TO DO ▸
Edit the rows from the line that has "Find every instance of the white storage" through the line that has "x=335 y=247", swapping "storage tank" for "water tank" and keeping everything else the same. Give back only those lines.

AVAILABLE DATA ▸
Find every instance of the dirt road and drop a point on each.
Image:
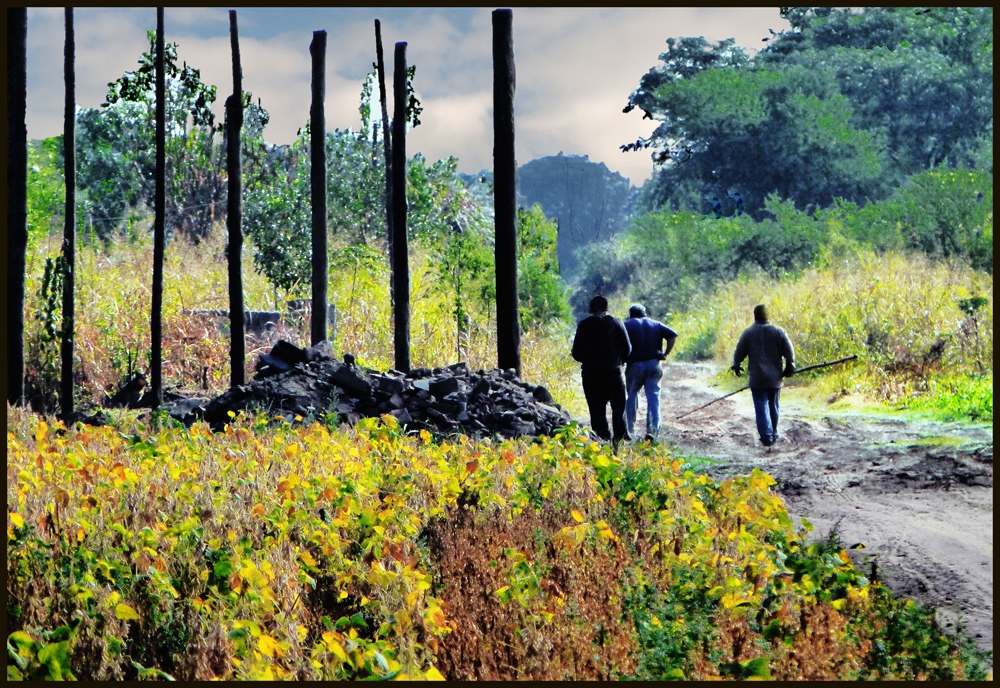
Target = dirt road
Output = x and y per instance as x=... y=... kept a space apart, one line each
x=919 y=496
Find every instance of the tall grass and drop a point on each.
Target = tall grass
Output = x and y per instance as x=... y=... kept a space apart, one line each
x=901 y=313
x=113 y=301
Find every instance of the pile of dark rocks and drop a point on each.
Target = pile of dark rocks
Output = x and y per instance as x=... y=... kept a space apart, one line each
x=310 y=382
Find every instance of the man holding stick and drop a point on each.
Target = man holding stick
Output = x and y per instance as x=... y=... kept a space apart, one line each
x=765 y=345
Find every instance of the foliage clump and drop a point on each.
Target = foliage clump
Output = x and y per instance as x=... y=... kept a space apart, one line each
x=305 y=553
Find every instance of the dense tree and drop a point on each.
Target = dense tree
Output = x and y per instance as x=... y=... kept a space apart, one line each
x=117 y=160
x=17 y=197
x=587 y=201
x=847 y=104
x=542 y=294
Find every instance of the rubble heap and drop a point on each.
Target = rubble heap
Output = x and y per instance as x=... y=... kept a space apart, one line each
x=309 y=382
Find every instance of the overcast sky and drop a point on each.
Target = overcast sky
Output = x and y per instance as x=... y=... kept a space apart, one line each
x=575 y=68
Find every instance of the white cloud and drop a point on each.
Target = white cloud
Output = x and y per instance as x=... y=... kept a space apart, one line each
x=575 y=70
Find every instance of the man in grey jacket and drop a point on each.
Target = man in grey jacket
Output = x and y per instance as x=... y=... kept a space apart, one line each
x=766 y=345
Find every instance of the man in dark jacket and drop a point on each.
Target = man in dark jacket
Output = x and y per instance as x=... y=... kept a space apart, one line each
x=642 y=370
x=601 y=345
x=765 y=345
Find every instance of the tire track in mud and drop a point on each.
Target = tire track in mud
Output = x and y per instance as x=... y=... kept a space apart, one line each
x=918 y=495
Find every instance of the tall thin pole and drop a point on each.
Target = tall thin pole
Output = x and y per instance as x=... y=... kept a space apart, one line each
x=234 y=220
x=155 y=318
x=69 y=233
x=504 y=193
x=401 y=267
x=387 y=145
x=317 y=149
x=17 y=197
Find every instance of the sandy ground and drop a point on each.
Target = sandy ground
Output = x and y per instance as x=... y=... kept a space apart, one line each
x=918 y=495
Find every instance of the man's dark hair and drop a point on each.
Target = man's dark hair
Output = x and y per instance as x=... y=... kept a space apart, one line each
x=598 y=304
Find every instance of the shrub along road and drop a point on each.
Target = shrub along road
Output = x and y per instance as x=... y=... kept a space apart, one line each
x=917 y=494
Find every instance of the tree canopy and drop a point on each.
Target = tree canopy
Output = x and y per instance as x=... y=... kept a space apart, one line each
x=846 y=104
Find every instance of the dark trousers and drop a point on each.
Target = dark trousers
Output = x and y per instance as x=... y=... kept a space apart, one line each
x=765 y=407
x=600 y=386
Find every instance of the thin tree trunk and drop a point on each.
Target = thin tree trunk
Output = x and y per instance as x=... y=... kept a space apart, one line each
x=234 y=219
x=17 y=197
x=317 y=149
x=504 y=193
x=69 y=233
x=387 y=145
x=156 y=316
x=401 y=267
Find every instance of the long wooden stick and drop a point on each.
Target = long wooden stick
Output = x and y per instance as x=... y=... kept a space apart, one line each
x=802 y=370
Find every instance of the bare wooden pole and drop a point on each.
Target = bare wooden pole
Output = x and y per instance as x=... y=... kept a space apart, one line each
x=69 y=233
x=156 y=315
x=234 y=220
x=387 y=145
x=401 y=266
x=505 y=193
x=317 y=132
x=17 y=196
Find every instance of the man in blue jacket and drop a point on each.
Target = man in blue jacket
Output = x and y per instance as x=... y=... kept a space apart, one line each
x=765 y=344
x=642 y=370
x=601 y=345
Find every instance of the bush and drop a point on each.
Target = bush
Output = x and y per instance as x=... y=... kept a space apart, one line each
x=371 y=552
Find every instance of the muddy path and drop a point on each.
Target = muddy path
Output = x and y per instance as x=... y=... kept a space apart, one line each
x=918 y=495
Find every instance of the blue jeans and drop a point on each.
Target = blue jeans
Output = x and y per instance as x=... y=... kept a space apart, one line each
x=645 y=374
x=765 y=407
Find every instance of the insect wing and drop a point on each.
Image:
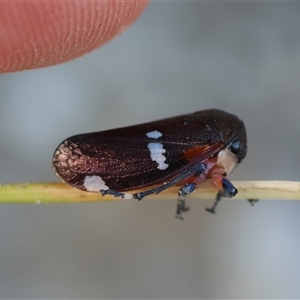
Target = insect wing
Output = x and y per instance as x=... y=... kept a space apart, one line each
x=133 y=157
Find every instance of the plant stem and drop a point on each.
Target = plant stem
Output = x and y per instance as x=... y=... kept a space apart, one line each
x=32 y=193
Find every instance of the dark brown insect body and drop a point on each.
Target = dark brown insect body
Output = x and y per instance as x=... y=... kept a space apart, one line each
x=184 y=149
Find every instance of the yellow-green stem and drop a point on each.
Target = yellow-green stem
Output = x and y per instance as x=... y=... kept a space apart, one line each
x=32 y=193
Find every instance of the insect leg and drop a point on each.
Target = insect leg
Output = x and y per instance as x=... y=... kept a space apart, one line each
x=228 y=191
x=197 y=168
x=183 y=191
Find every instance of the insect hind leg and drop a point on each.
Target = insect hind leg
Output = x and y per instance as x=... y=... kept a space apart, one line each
x=197 y=168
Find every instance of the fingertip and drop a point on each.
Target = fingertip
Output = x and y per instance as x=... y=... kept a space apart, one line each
x=40 y=34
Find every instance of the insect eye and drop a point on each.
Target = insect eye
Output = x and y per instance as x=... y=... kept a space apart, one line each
x=235 y=147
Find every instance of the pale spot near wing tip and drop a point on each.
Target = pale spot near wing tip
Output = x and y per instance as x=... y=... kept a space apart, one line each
x=94 y=183
x=154 y=134
x=156 y=154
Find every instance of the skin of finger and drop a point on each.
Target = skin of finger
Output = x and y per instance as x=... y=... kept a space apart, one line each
x=44 y=33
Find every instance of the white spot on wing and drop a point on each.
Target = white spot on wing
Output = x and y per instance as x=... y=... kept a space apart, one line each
x=128 y=196
x=94 y=184
x=154 y=134
x=156 y=154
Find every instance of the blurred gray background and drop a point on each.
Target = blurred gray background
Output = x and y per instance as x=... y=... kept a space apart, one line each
x=177 y=58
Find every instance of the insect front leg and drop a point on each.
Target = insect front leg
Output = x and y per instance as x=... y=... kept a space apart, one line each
x=183 y=191
x=228 y=191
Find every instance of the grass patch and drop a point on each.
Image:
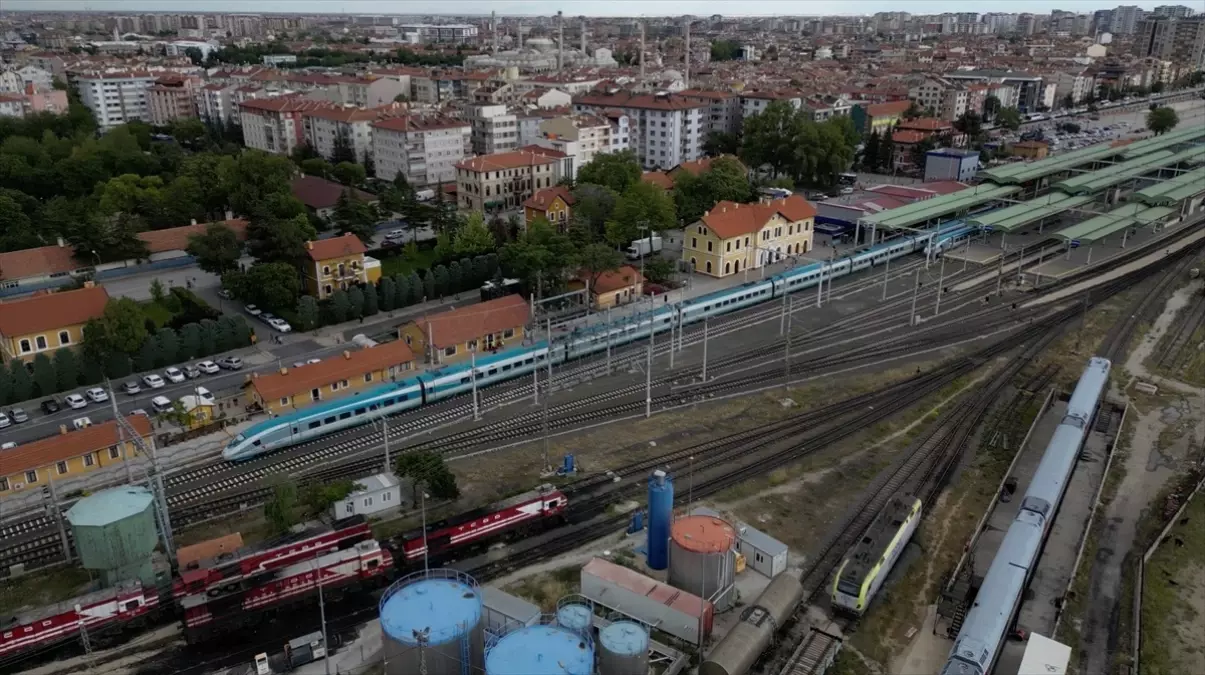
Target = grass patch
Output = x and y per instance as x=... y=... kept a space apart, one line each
x=41 y=588
x=1174 y=599
x=404 y=264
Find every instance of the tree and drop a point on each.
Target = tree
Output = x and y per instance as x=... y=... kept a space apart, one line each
x=348 y=174
x=340 y=306
x=1162 y=119
x=356 y=216
x=386 y=293
x=1009 y=118
x=22 y=383
x=124 y=326
x=616 y=170
x=595 y=259
x=307 y=312
x=217 y=251
x=46 y=380
x=427 y=473
x=356 y=301
x=169 y=346
x=281 y=505
x=472 y=236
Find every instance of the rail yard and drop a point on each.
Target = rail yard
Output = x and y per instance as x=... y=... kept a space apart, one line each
x=662 y=576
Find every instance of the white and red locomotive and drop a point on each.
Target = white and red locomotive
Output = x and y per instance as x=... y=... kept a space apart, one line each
x=103 y=614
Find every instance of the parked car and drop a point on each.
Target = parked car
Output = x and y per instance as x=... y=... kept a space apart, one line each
x=153 y=381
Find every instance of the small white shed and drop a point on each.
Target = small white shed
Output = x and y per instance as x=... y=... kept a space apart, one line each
x=381 y=493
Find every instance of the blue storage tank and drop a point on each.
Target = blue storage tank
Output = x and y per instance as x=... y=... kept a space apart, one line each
x=542 y=649
x=576 y=612
x=660 y=516
x=433 y=623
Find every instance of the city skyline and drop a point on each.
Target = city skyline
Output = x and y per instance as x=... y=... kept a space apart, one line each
x=546 y=7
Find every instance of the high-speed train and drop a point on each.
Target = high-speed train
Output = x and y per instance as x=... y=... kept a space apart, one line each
x=986 y=626
x=448 y=381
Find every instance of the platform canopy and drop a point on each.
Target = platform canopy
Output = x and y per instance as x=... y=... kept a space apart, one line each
x=1174 y=189
x=1017 y=216
x=1114 y=222
x=938 y=206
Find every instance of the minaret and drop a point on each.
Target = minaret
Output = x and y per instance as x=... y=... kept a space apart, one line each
x=687 y=58
x=560 y=41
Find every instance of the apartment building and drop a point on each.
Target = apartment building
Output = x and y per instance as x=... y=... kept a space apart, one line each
x=504 y=181
x=277 y=124
x=425 y=150
x=324 y=125
x=665 y=129
x=172 y=98
x=583 y=136
x=116 y=98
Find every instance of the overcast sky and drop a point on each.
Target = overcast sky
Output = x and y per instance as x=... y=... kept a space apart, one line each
x=609 y=7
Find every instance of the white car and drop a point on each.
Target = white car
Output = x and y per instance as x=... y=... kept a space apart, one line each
x=153 y=381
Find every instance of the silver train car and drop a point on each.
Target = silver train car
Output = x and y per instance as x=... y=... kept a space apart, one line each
x=987 y=623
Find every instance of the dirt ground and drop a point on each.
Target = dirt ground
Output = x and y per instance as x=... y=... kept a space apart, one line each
x=1174 y=599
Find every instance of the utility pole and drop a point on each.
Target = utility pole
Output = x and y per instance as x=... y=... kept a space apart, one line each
x=322 y=611
x=941 y=279
x=916 y=291
x=472 y=373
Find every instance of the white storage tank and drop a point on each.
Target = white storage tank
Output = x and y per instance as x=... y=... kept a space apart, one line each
x=433 y=623
x=703 y=558
x=623 y=647
x=542 y=649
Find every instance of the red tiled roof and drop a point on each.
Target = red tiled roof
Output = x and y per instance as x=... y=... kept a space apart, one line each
x=321 y=193
x=176 y=239
x=542 y=199
x=291 y=381
x=34 y=262
x=456 y=327
x=503 y=160
x=48 y=311
x=729 y=219
x=63 y=446
x=335 y=247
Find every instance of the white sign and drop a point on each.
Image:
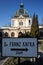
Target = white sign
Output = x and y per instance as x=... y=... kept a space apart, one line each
x=19 y=47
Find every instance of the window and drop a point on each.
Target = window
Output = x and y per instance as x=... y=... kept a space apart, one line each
x=20 y=23
x=29 y=22
x=12 y=34
x=6 y=34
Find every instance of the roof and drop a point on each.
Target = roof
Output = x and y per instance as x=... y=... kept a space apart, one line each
x=21 y=11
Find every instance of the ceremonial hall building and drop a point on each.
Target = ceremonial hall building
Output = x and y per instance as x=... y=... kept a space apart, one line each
x=21 y=22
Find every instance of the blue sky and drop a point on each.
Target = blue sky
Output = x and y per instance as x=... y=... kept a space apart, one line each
x=9 y=7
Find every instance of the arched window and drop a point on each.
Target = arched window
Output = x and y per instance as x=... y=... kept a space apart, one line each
x=21 y=23
x=20 y=34
x=12 y=34
x=29 y=22
x=0 y=34
x=6 y=34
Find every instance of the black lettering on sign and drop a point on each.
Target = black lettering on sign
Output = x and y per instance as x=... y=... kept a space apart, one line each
x=5 y=44
x=19 y=52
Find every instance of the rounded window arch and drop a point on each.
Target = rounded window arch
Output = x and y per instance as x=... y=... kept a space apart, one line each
x=12 y=34
x=6 y=34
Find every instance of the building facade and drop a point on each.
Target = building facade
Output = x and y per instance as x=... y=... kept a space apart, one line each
x=21 y=22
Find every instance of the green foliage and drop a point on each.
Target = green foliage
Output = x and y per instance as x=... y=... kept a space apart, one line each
x=34 y=28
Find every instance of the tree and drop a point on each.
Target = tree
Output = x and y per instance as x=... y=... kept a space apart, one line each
x=35 y=27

ANSWER TO THE TASK ▸
Find every instance of the white water tank and drop a point on each.
Target = white water tank
Output = x and y per instance as x=... y=... kept a space apart, one line each
x=433 y=623
x=703 y=558
x=623 y=647
x=542 y=649
Find every instance of the red tiled roof and drop a point on each.
Target = red tiled roof
Output = x and y per instance as x=... y=... kept a space apart, one line each
x=321 y=193
x=176 y=239
x=542 y=199
x=291 y=381
x=34 y=262
x=456 y=327
x=503 y=160
x=48 y=311
x=729 y=219
x=63 y=446
x=335 y=247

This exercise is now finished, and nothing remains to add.